**Alıntı Metin:**
|
Tello mu, Tabata mı?

Tello sıfır bonservis ücretiyle alındı. Sporting Lizbon''da defansın solunda oynayan bir oyuncuydu. Beşiktaş''taki ilk yılında Üzülmez''in yerinde birkaç maç oynadı. Ancak daha çok sol orta alan olarak Üzülmez''in önünde görev yaptı.

Bu durum Mustafa Denizli ile değişti ve Tello''ya birden bire 10.5 numara (ne demekse) görevi verilmeye başlandı. Bek, orta sol ve sonunda 10.5 numara. Benim kafam karıştı. Peki 10.5 numara olarak, 8 milyon euro bonservis bedeliyle Tabata transfer edilmedi mi?

Galatasaray ile "Olmazsa olmaz" maçı oynuyorsun ve 8 milyon euroluk adam 90 dakika kulübede. Bedava aldığın ise 90 dakika sahada. Bu işte bir terslik yok mu? Kulüp mü transferde yanlışlık yaptı yoksa Denizli mi doğru tercihlerde bulunmuyor? Aslında her ikisi de. Tabata, bonservisine 8 milyon euro verilecek biri değil. Tello da, santrfor arkasında takımı karşı kaleye taşıyacak o çok söylenen 10.5 numara değil. Tabata o mevkide Tello''dan kat be kat daha yararlı bir oyuncu. Her şeyden önce o yerin gerçek adamı. Tello çakma. Ve de bu sezon feci dökülüyor. Takımına en ufak katkısı yok. Duran toplarda bile çuvallıyor.

Beşiktaş''ın Galatasaray''a karşı üstünlük sağlayamamasında Tello-Tabata tercihindeki yanlışlık bana göre birinci faktördü. İkincisi ise oyuncu değişiklikleri oldu.

Geçen sezon şapka çıkararak önünde eğildiğimiz Denizli, bu sezon çıkmaz sokaklara sapıyor. İlginçtir hatayı görüp dönüş de yapmıyor. Deneyimli teknik adam derbi sonrası, "Pozisyonları biz ürettik ama son vuruşlarda isabet sağlayamadık. Beşiktaş asla ve asla şampiyonluk yarışından kopmayacak" dedi.

**Görev A:** Aşağıdaki kayıtlarda "Tag every instance of the door" ifadesini içeren satırdan başlayarak kayıtların son satırına kadar bütün satırları hiç değiştirmeden kopyala.

(Adı verilen nesneleri işaretleme kayıtları)
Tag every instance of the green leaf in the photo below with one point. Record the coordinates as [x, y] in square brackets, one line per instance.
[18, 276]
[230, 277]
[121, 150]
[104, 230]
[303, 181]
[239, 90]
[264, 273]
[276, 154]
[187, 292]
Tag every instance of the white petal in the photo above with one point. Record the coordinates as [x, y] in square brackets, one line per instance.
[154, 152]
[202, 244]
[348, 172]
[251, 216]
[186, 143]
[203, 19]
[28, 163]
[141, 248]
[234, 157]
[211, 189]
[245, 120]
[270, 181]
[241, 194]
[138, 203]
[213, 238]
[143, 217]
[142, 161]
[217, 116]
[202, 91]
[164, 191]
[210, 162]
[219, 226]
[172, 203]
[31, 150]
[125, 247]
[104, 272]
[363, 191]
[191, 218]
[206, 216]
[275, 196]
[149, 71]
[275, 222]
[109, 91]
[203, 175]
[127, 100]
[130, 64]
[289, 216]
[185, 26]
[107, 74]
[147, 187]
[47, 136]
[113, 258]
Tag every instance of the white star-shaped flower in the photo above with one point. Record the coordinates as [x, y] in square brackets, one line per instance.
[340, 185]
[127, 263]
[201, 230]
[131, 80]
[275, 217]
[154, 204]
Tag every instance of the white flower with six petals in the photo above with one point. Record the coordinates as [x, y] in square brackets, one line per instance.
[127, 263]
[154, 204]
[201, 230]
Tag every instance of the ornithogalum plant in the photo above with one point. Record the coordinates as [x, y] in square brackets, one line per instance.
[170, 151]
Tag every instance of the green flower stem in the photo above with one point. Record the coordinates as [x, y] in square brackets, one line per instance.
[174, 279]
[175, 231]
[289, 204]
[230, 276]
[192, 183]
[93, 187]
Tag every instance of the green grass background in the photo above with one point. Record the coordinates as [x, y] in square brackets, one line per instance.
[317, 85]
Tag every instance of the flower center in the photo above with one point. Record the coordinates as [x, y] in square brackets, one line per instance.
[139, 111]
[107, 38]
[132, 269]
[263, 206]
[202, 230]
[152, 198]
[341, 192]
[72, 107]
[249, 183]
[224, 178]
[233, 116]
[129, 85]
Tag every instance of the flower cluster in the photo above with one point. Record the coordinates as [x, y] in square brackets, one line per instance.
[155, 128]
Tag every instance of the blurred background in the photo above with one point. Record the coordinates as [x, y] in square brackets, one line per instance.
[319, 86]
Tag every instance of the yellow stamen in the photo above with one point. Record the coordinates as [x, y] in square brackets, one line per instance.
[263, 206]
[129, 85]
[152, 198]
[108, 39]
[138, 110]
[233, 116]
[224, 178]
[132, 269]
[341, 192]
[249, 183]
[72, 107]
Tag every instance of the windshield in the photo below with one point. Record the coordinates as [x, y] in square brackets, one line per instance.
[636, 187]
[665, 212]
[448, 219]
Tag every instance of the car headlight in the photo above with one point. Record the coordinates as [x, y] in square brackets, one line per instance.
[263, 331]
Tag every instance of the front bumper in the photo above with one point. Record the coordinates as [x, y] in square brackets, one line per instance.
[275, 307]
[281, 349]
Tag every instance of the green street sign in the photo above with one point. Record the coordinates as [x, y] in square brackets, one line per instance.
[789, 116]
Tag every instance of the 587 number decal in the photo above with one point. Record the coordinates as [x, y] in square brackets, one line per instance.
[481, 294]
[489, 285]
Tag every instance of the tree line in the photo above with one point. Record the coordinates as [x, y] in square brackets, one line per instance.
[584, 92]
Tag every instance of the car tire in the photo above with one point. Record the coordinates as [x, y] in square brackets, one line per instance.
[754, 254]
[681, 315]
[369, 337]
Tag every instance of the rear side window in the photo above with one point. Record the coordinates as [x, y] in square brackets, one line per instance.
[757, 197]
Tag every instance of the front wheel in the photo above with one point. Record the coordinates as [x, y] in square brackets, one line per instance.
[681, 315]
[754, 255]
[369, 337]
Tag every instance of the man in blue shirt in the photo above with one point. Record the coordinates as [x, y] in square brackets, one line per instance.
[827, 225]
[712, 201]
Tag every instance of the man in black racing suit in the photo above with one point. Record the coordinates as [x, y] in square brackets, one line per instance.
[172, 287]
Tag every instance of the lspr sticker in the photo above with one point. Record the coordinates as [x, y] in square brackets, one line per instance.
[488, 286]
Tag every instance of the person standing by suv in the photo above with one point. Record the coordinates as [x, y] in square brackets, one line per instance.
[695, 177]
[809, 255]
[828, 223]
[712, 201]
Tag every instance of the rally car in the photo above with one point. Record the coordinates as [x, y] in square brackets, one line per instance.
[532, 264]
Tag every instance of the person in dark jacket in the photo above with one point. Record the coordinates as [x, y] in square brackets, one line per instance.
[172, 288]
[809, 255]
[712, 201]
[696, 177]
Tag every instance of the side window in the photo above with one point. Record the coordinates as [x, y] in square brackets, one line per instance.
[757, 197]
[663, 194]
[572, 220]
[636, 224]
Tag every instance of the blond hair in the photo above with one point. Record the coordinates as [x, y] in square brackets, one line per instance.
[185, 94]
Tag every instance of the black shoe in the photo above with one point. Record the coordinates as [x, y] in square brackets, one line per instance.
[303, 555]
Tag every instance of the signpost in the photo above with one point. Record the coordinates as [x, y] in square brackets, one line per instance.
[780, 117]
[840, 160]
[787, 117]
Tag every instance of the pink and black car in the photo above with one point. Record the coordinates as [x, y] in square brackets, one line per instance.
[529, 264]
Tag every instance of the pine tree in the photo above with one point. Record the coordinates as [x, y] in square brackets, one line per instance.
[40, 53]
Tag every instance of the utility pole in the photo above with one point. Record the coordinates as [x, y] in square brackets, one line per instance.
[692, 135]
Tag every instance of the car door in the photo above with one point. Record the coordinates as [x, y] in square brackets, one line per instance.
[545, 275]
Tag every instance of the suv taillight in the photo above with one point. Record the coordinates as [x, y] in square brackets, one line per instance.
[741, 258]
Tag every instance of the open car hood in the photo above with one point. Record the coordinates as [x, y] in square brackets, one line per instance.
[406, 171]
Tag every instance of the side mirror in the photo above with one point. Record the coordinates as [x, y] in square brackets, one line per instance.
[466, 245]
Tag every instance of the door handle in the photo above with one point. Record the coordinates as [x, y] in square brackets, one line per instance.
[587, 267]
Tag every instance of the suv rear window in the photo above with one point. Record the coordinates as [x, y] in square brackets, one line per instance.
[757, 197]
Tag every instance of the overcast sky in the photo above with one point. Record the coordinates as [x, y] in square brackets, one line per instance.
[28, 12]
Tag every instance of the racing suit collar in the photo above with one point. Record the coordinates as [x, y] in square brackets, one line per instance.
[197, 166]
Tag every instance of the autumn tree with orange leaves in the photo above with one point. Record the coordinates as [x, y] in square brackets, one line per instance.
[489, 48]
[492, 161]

**Görev B:** Tello ile Tabata hakkındaki yazıya göre şu ifadelerin her biri doğru mu? Her biri için evet ya da hayır de ve yazıdan belirleyici sözleri aynen alıntıla. (i) Tello için bonservis ücreti ödenmedi. (ii) Galatasaray maçında 8 milyon euroluk oyuncu 90 dakika sahada kaldı. (iii) Yazara göre Beşiktaş'ın üstünlük sağlayamamasındaki ikinci faktör oyuncu değişiklikleriydi.

**Eksiksiz Yanıt A:**
Tag every instance of the door handle in the photo above with one point. Record the coordinates as [x, y] in square brackets, one line per instance.
[587, 267]
Tag every instance of the suv rear window in the photo above with one point. Record the coordinates as [x, y] in square brackets, one line per instance.
[757, 197]
Tag every instance of the overcast sky in the photo above with one point. Record the coordinates as [x, y] in square brackets, one line per instance.
[28, 12]
Tag every instance of the racing suit collar in the photo above with one point. Record the coordinates as [x, y] in square brackets, one line per instance.
[197, 166]
Tag every instance of the autumn tree with orange leaves in the photo above with one point. Record the coordinates as [x, y] in square brackets, one line per instance.
[489, 48]
[492, 161]

**Eksiksiz Yanıt B:**
(i) Evet: "Tello sıfır bonservis ücretiyle alındı."
(ii) Hayır: "8 milyon euroluk adam 90 dakika kulübede."
(iii) Evet: "İkincisi ise oyuncu değişiklikleri oldu."